_TASK TO CARRY OUT_: Each entry below must be repeated exactly, with pictures left out.

* * * * *

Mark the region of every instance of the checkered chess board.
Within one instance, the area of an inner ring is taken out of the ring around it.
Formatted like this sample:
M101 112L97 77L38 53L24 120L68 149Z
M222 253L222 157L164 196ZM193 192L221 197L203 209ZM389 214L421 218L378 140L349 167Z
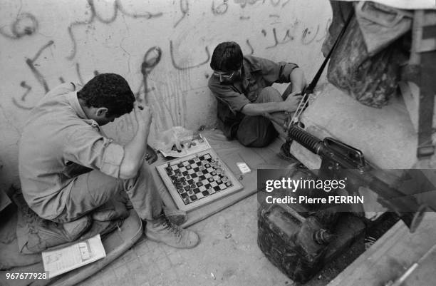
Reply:
M156 167L180 210L192 210L242 188L212 149Z

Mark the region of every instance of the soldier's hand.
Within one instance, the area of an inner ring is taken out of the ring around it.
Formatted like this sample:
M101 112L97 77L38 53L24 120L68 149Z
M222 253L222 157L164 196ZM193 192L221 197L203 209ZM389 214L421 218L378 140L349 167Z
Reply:
M147 106L140 106L135 103L133 106L135 118L139 128L149 128L152 122L152 111Z

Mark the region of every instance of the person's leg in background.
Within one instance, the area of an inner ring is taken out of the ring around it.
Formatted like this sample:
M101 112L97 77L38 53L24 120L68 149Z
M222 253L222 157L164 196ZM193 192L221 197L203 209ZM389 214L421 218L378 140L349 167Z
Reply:
M257 103L266 102L281 102L291 93L290 84L283 95L272 86L262 89L255 101ZM295 158L290 153L290 142L287 141L284 124L287 117L292 113L286 114L283 111L265 114L264 116L245 116L239 124L237 138L242 144L249 147L263 147L271 143L280 134L285 143L280 148L279 155L286 160L295 161Z

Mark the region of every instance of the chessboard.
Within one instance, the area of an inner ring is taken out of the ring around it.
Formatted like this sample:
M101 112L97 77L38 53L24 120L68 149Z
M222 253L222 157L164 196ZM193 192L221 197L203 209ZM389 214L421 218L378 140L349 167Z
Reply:
M172 160L156 168L177 208L186 212L242 188L212 148Z

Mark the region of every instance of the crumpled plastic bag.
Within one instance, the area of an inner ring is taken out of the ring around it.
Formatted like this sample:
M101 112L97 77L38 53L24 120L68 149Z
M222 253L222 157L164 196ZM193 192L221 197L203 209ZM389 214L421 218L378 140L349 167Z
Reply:
M157 135L155 148L164 152L170 152L173 147L182 150L182 143L192 138L193 132L182 126L174 126Z

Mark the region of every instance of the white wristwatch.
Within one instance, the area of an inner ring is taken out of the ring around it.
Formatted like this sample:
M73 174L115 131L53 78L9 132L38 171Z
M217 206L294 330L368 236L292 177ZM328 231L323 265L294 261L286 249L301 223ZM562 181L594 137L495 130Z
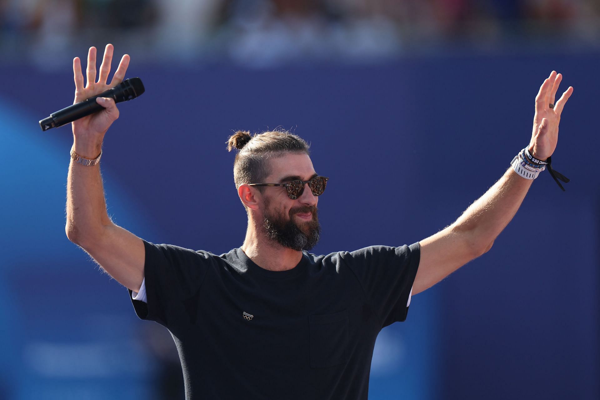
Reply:
M71 148L71 158L73 159L73 161L76 163L78 163L83 166L86 166L87 167L91 167L92 166L95 166L100 162L100 157L102 157L102 150L100 150L100 155L94 160L90 158L86 158L85 157L82 157L77 153L75 152L75 149Z
M522 163L521 158L519 157L518 154L517 154L511 162L511 166L512 167L512 169L514 170L515 172L521 175L526 179L535 179L538 178L538 175L539 175L540 172L545 169L545 168L535 168L532 169L535 170L532 171L525 168L524 166L523 165L523 164L524 164L524 163Z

* * * * *

_SOLUTION FOR THIS TASK_:
Mark the region of every instance of the checkered chess board.
Within one instance, the area of an inner ring is taken out of the ring around it.
Formatted like this sample:
M101 112L97 77L38 53L24 120L68 149Z
M222 253L222 157L164 196ZM193 192L221 197L203 209ZM389 214L421 218L378 140L349 167Z
Reply:
M156 167L180 210L192 210L242 188L212 149Z

Mark the region of every instance of the soldier's hand.
Within one instance, the area of an inner ring is taken out of the ring around it.
Formatted like this sample:
M101 112L97 77L38 53L24 120L68 149Z
M222 253L222 157L164 196ZM193 192L221 197L203 209ZM389 214L421 218L378 140L349 167Z
Reply:
M147 106L140 106L135 103L133 106L135 118L139 128L149 128L152 122L152 111Z

Mark the region of every instance of the person's leg in background.
Within one instance, the area of an inner ring is taken out of the ring around it.
Formatted like this sample:
M101 112L97 77L38 53L24 120L68 149Z
M222 253L222 157L164 196ZM193 192L221 197L203 209ZM389 214L421 218L378 140L349 167Z
Reply:
M257 103L266 102L281 102L291 93L290 84L283 95L272 86L262 89L255 101ZM295 158L290 153L290 142L287 141L284 124L287 117L292 113L286 114L283 111L265 114L264 116L245 116L239 124L237 138L242 144L249 147L263 147L271 143L280 134L285 143L280 148L279 155L286 160L295 161Z

Mark the region of every instance of the chessboard.
Within one instance, the area of an inner ring is taken out of the ring around it.
Formatted like this sample:
M101 112L97 77L38 53L24 120L68 149Z
M222 253L222 157L164 196ZM193 192L221 197L203 209ZM389 214L421 218L378 140L349 167Z
Reply:
M172 160L156 168L177 208L186 212L242 188L212 148Z

Mark the region of every instance of the crumpled plastic bag.
Within one instance, the area of an inner ring is taken out of the ring around it.
Formatted like this sample:
M101 112L97 77L38 53L24 120L68 149Z
M222 253L222 157L164 196ZM193 192L221 197L203 209ZM389 214L421 218L378 140L349 167Z
Reply:
M157 135L155 148L164 152L170 152L173 147L182 150L182 143L192 138L193 132L182 126L174 126Z

Mark the region of every instance of the white wristwatch.
Within one instance, the area of an inner ring is taken out of the ring around it.
Formatted like this sample:
M73 174L115 131L53 78L9 132L38 171Z
M217 206L294 330L368 236L292 177ZM328 231L323 265L294 261L286 249L301 223ZM562 181L594 137L495 130Z
Reply:
M71 148L71 158L73 159L73 161L76 163L78 163L83 166L86 166L87 167L91 167L92 166L95 166L100 162L100 157L102 157L102 150L100 150L100 155L94 160L90 158L86 158L85 157L82 157L77 153L75 152L75 149Z
M522 163L521 158L519 157L518 154L517 154L511 162L511 166L512 167L512 169L514 170L515 172L521 175L526 179L535 179L538 178L538 175L539 175L540 172L545 169L545 168L535 168L532 169L535 170L532 171L525 168L524 166L523 165L523 164L524 164L524 163Z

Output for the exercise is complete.